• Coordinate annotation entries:

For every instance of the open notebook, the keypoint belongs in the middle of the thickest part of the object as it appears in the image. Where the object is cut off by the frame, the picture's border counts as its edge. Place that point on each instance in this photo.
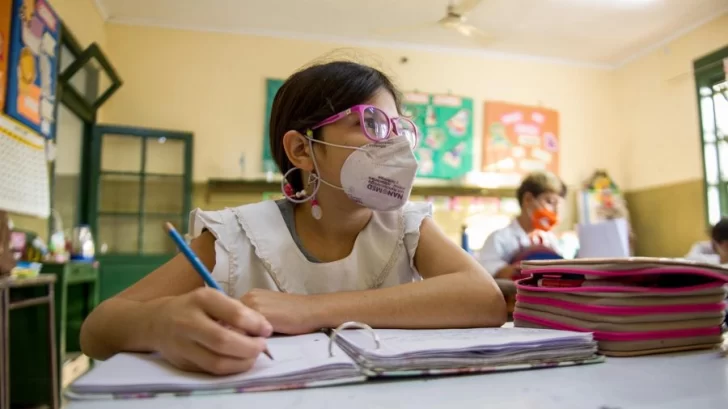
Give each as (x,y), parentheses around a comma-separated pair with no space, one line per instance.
(304,361)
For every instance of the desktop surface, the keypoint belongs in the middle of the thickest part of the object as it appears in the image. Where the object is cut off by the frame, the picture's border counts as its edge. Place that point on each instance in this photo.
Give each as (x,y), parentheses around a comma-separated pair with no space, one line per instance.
(669,381)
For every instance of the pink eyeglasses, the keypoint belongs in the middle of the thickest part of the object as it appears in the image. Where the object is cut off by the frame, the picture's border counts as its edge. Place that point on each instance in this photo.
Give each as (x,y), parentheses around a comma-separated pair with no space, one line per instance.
(375,124)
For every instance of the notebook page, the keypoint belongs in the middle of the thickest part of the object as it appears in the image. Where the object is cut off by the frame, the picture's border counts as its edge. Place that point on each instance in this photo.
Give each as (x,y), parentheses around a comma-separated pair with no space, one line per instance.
(606,239)
(398,342)
(292,354)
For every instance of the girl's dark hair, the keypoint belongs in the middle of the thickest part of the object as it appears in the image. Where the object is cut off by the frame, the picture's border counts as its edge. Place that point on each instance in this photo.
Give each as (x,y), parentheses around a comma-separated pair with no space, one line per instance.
(315,93)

• WHAT THE TASK ASKS: Starting at the line that contains "For every instance of the girl's" and continuing through the last line of the entries, lay out those lines as a JSON list of strings, one string per line. Leave out any blank lines.

• ANSWER FOR THE TASK:
[
  "For every instance of the girl's dark hair, the keypoint belongs in the middle of the thickest part of the object as it appears in the image. Where the object is cut off by the frame, the picture's border counts as its edge. Place that point on each instance in this photo.",
  "Give each as (x,y), parentheses around a comma-separated pair with no space, one line per instance.",
  "(315,93)"
]